(Records of labeled boxes)
----------------------------------------

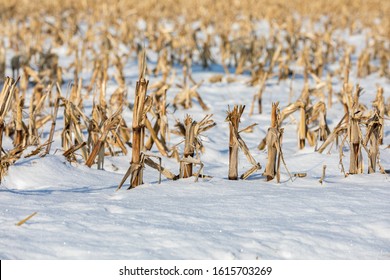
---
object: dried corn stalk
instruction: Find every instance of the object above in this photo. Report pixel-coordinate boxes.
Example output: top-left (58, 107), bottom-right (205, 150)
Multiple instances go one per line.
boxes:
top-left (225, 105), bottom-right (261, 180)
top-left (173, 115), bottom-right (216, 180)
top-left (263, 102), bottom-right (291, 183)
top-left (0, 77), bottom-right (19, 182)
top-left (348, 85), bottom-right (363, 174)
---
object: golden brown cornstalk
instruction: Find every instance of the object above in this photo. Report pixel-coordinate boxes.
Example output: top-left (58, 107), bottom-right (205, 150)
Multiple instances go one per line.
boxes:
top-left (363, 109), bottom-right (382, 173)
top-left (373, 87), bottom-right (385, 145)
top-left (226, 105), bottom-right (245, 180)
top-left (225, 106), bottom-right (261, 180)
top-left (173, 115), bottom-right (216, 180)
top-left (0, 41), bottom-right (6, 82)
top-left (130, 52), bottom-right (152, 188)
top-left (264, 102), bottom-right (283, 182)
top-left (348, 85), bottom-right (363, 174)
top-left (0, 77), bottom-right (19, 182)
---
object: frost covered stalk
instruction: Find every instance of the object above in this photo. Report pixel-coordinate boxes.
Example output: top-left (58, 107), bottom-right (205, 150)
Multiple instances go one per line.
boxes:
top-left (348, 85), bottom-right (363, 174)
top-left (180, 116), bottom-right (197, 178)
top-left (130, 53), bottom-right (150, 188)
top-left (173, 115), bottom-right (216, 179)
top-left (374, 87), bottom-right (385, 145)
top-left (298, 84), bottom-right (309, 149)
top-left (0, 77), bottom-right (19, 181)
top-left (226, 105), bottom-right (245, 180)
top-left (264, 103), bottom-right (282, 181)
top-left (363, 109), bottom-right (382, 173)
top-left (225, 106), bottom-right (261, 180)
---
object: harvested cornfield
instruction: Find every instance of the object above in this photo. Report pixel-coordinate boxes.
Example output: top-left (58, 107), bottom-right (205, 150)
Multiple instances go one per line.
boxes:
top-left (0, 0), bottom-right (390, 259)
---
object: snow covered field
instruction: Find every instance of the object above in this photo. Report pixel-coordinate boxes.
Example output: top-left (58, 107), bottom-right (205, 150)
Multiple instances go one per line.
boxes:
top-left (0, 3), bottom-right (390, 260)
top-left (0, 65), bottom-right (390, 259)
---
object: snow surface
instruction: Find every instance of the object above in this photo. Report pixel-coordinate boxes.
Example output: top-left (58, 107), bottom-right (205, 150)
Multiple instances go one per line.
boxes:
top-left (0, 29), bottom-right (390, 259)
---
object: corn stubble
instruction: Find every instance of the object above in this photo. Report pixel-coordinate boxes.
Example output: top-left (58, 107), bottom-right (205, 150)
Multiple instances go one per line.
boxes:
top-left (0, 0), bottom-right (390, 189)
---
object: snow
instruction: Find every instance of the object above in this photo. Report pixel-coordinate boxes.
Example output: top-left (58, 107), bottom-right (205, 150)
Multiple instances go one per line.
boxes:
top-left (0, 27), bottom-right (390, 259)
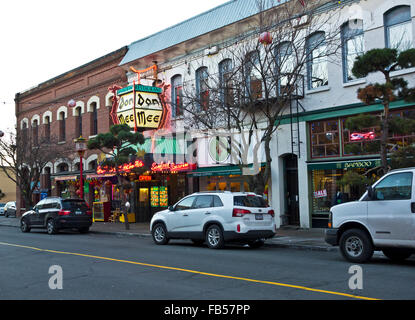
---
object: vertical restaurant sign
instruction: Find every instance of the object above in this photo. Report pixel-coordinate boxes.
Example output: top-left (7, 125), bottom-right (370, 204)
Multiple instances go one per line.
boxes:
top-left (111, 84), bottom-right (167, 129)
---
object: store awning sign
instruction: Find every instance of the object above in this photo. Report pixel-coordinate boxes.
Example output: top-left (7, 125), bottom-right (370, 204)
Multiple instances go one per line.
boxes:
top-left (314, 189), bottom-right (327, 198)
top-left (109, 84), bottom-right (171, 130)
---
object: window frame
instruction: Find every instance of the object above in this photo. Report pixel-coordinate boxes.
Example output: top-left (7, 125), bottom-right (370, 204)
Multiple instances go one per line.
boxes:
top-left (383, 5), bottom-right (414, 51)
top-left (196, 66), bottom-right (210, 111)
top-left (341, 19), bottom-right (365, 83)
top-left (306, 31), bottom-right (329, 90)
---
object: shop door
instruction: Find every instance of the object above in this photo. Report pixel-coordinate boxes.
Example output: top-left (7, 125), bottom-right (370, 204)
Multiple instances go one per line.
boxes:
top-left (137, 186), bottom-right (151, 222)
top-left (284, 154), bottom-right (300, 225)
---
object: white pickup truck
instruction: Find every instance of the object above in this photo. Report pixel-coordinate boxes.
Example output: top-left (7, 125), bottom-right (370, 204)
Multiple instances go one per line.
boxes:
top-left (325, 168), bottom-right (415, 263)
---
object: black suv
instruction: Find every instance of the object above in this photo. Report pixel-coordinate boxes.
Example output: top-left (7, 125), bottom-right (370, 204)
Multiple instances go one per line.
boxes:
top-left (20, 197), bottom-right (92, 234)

----------------------------------------

> _Required task_
Edit the items from the start of the records through the line containing "top-left (0, 0), bottom-right (390, 259)" by replacing "Report" with "Return" and leaving everything else unchanged. Write out only those lines, without the pictures.

> _Task output_
---
object: dried corn stalk
instruction: Find every instance of the object above in this photo. Return pixel-coordinate boxes.
Example output: top-left (58, 107), bottom-right (205, 150)
Multiple instances go one per line.
boxes:
top-left (225, 105), bottom-right (261, 180)
top-left (173, 115), bottom-right (216, 180)
top-left (263, 102), bottom-right (291, 183)
top-left (0, 77), bottom-right (19, 182)
top-left (348, 85), bottom-right (363, 174)
---
object: golden brown cornstalk
instruction: Find every instance of the object above in this photo. Return pixel-coordinate boxes.
Example output: top-left (58, 107), bottom-right (205, 150)
Multiple instances go one per line.
boxes:
top-left (363, 109), bottom-right (382, 173)
top-left (373, 87), bottom-right (385, 145)
top-left (226, 105), bottom-right (245, 180)
top-left (225, 106), bottom-right (261, 180)
top-left (173, 115), bottom-right (216, 180)
top-left (0, 41), bottom-right (6, 82)
top-left (130, 52), bottom-right (152, 188)
top-left (264, 102), bottom-right (283, 182)
top-left (348, 85), bottom-right (363, 174)
top-left (0, 77), bottom-right (19, 182)
---
object: frost covered stalk
instruction: Find every instance of the object above in this photo. Return pixel-coordinate boxes.
Example output: top-left (58, 107), bottom-right (205, 150)
Multiple instances go one per line.
boxes:
top-left (348, 85), bottom-right (363, 174)
top-left (180, 116), bottom-right (197, 178)
top-left (130, 53), bottom-right (150, 188)
top-left (173, 115), bottom-right (216, 179)
top-left (374, 87), bottom-right (385, 145)
top-left (298, 84), bottom-right (309, 149)
top-left (0, 77), bottom-right (19, 181)
top-left (226, 105), bottom-right (245, 180)
top-left (264, 103), bottom-right (282, 181)
top-left (363, 109), bottom-right (382, 173)
top-left (225, 106), bottom-right (261, 180)
---
object: harvested cornfield
instruction: Find every instance of the object above in this photo. Return pixel-coordinate boxes.
Example output: top-left (58, 107), bottom-right (205, 150)
Multiple instances go one per line.
boxes:
top-left (0, 0), bottom-right (390, 259)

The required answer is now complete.